Right from the start of his session, you could tell that he was someone who spent years in the classroom, and you got that feeling that his students were lucky to have him as a teacher. His ideas were familiar, the twists to the standard practices logical, designed in a way that you were jealous you hadn’t come up with them before. More than anything, they were easily adaptable to any classroom environment. They invited students to critical thinking, deep analysis of the topic, they provided freedom that educates future creative individuals, and made students get immersed in the subject. They were fun!
At the end of that 2015 CEESA conference in beautiful Dubrovnik, a sentence said by the keynote speaker Michael Furdyk stuck in my head, glued to everything I had learned from Ewan, and that combination of Michael’s call to action and the ease Ewan’s ideas seemed to bring, forever changed the practice in my school:
“If you don’t put an idea into practice in the next two weeks, you never will.”
And so it happened. On the very first Monday after the conference, I started teaching differently. For example, My students were given a pile of small pieces of papers in two colours: one to mark the topics they didn’t like in the textbook, the other to mark their favourites. We made the selection and assigned the tasks to them according to their individual choices.
I presented the idea of a change to other teachers. We quickly developed few initial steps we could integrate in the classes immediately and test them from then (mid-March) till the end of the school year. Our students’ results had already been great for years (the school was founded in 1990) and it was time they felt more involved in their learning process. We got our students included in the decisions over the topics, they suggested various practical exercises, we loosened some of the demands and put the stress on the ones they saw were of greater importance to them etc. It brought everything to a whole new level. Among other benefits, it resulted in 13 ESL textbooks that my colleague and I have written in the following years. The content was largely chosen by our students, the graphic design was tested with them, and the approach to each topic has been open to the input of every new generation ever since.
Why am I saying all that in this review? Well, everything that has made such an impact on me and a few thousand of students and a few dozens of teachers since then, is written in this book.
It’s About Teamwork
Ewan makes a connection between various industries and education. It makes sense to learn from one another, and soon an obvious question surfaces: why does industry adapt so readily, and school system doesn’t? Why is innovation in industry seen as something that is valuable, cherished, built upon, whereas in education it seems that although it is needed, it is seen as too disruptive and too complicated to be (fully) implemented?
This book provides numerous examples of efficient approaches to the process of bringing innovation to schools, all tested, all successful and none of them merely theoretical. It explains that innovation does not happen because of one visionary, but because of the leadership capable of recognising the right people to have an idea implemented, tested, challenged… In order to achieve that, Ewan offers various steps for successful dialogues within the teams, supported by the stories about why and where those steps worked, what changes they had brought in the long term, leaving it to you to make your choice of the right tool.

▸ **GIVEN RECORDS**:

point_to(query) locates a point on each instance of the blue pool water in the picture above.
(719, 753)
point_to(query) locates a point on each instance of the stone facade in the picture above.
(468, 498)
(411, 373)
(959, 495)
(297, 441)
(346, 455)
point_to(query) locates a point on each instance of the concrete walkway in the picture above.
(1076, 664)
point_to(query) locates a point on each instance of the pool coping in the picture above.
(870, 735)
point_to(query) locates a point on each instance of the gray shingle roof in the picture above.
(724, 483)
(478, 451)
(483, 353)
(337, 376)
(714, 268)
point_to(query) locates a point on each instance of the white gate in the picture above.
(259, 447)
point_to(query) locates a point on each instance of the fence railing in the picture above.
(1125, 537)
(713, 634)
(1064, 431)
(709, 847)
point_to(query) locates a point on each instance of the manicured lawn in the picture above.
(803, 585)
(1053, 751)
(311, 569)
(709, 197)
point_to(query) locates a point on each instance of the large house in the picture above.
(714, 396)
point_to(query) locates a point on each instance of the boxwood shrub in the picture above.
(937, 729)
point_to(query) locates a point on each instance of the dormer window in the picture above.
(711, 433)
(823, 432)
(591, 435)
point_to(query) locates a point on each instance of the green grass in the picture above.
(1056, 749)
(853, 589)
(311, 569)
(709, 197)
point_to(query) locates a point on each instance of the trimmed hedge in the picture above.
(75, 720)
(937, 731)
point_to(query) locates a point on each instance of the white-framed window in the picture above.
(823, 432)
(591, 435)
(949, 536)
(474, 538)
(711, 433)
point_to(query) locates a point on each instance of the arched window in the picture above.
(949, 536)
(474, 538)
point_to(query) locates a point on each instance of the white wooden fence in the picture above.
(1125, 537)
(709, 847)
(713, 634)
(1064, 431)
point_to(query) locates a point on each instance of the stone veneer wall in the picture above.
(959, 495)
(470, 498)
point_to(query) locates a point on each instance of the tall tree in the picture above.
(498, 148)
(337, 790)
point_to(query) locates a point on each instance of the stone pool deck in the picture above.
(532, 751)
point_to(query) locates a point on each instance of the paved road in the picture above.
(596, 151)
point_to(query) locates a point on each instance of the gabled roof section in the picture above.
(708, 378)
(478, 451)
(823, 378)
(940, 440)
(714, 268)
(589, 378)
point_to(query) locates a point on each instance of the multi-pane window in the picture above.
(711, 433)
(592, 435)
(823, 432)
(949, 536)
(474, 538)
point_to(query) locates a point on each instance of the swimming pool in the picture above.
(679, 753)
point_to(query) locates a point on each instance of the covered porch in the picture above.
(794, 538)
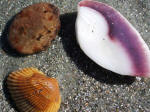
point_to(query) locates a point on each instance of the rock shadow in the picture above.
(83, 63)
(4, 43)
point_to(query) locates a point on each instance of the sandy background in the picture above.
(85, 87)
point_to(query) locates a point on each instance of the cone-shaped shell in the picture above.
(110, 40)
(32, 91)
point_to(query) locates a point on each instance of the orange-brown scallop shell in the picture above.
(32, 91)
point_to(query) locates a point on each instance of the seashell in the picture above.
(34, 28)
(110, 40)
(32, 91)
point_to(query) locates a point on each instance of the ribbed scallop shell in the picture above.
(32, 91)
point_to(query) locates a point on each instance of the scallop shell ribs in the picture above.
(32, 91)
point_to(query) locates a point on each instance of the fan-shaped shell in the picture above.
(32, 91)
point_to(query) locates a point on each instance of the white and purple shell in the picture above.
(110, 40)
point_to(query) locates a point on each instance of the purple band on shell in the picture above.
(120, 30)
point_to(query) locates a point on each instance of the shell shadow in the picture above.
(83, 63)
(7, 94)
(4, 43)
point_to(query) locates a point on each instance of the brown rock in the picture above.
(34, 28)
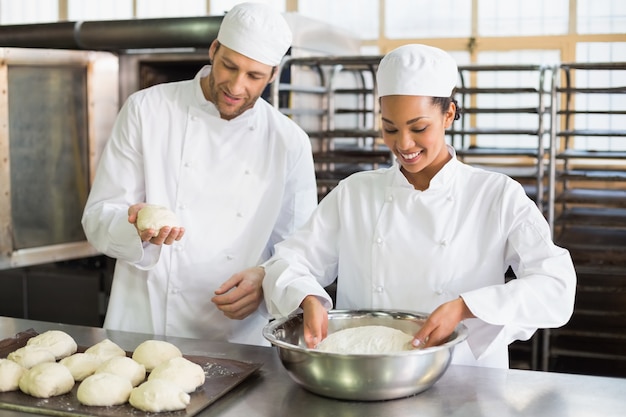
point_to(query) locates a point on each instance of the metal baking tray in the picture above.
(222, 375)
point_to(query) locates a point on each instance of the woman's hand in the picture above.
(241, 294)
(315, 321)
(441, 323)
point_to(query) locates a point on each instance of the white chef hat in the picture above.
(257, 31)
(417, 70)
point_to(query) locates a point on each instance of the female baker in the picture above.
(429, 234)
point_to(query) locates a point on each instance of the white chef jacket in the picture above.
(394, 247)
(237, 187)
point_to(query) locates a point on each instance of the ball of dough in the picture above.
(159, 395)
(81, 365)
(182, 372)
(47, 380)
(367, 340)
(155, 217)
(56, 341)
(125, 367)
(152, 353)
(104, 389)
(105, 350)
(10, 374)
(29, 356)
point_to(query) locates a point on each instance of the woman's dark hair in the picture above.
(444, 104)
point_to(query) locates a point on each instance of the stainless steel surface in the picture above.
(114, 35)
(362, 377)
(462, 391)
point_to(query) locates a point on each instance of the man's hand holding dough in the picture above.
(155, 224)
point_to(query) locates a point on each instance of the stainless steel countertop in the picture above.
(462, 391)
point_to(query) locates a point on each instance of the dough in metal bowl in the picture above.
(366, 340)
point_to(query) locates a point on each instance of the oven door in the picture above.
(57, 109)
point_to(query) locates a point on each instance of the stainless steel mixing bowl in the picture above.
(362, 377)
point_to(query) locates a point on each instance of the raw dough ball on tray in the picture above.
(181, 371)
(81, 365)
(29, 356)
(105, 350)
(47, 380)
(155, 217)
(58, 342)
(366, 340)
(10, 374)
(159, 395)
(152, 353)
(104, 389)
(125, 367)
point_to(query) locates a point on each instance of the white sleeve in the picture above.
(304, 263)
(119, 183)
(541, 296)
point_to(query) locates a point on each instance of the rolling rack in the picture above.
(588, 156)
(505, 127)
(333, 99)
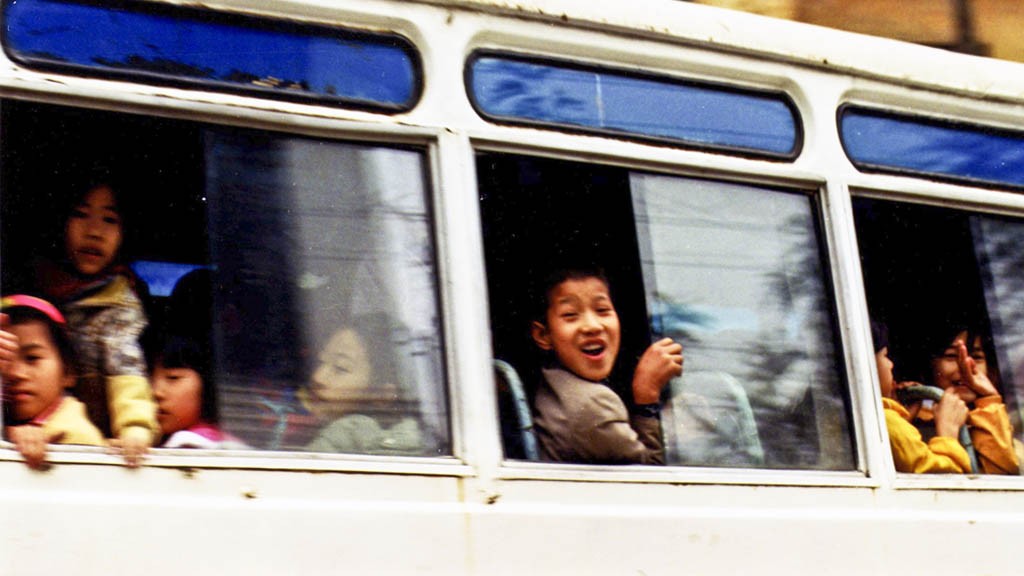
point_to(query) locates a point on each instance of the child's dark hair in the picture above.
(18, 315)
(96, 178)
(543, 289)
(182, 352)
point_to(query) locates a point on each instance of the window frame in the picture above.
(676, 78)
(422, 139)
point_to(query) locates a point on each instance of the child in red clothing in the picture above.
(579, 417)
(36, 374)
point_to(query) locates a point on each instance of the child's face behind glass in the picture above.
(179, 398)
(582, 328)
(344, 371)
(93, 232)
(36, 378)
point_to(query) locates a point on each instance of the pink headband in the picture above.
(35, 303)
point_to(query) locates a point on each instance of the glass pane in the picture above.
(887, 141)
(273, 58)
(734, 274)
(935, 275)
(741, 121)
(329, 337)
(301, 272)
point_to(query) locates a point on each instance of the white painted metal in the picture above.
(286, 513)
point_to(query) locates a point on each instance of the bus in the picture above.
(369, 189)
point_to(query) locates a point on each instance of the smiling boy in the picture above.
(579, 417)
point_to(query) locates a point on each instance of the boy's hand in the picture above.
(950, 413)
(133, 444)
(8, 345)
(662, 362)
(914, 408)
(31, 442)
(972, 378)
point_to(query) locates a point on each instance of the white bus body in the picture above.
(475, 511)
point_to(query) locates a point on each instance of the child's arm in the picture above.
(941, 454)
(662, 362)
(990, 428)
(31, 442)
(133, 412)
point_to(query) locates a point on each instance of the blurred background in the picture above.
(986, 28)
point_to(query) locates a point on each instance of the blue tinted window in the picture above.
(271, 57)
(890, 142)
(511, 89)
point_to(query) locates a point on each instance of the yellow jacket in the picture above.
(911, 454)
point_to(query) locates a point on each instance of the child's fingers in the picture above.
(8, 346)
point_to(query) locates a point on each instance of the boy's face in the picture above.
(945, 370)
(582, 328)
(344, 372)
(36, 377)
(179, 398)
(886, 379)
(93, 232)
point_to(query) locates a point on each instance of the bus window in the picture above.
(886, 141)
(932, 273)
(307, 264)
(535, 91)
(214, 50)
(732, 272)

▸ **SET TASK**: Pick up the book review on bringing innovation into schools where it stops, carrying on after its final sentence.

▸ **ANSWER TO THIS TASK**:
“One of the key things we tend to associate with innovation is coming up with ideas. We will see in the course of our innovation journey that this is a relatively short and swift part of a process that, first and foremost, is about identifying very specifically the people whom we can work to benefit the most.”
Learning Nests
Learning Nests is just one of the systems/terms Ewan mentions for a successful tool to gather ideas, store them in a visible place and have them sit there until the right time comes to either use them or toss them. It pictures well the safe space for the involvement of anyone who wants to participate in the ideation process. This is how he sees a school open to new ideas (and learning from those ideas):
“I’d love to see school reception area walls coated with the thinking that has led to the innovations in learning and policy to which parents, students and the wider community can still have a chance to contribute. For the schools we work with they do indeed dedicate a wall space that becomes a working wall.”
There are many innovative teachers whose ideas live only in their classrooms. Although their students benefit from them, it may be considered a failure because their ideas are isolated, they have not been tested in different environments, and other teachers may feel isolated from them. This book offers many ways to avoid that, invites you to recognise an idea worth sharing, lets you doubt it, teaches you how to approach it and explains various possible outcomes.
“The problem with strategy in schools is that we don’t even build a great idea – we just write it down….The difference between startups that start and keep going and startups that never get started is that the founders of them, the people with the idea, work hard to recruit people to their cause.”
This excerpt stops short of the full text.